[START OF GIVEN RECORDS]

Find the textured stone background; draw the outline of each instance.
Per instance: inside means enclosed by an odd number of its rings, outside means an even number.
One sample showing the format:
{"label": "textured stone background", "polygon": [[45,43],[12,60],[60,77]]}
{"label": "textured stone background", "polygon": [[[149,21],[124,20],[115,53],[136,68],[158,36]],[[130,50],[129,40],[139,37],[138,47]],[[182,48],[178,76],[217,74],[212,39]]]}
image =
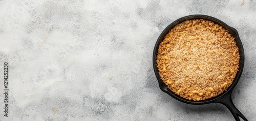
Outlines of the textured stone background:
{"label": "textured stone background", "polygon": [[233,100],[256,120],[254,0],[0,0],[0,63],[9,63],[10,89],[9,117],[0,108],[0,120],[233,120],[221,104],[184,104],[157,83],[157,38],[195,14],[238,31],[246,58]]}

[END OF GIVEN RECORDS]
[START OF GIVEN RECORDS]

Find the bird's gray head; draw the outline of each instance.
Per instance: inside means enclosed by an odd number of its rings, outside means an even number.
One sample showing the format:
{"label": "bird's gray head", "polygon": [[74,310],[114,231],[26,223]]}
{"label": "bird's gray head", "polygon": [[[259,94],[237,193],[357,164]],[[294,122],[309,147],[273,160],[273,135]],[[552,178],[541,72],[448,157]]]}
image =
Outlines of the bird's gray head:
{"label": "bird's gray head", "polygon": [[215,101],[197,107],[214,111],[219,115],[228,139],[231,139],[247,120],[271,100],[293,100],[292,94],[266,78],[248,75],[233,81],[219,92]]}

[END OF GIVEN RECORDS]

» YOUR OBJECTIVE
Locate each line in the records above that contains the string "Outlines" and copy those lines out.

» COMPLETE ANSWER
Outlines of the textured stone background:
Outlines of the bird's gray head:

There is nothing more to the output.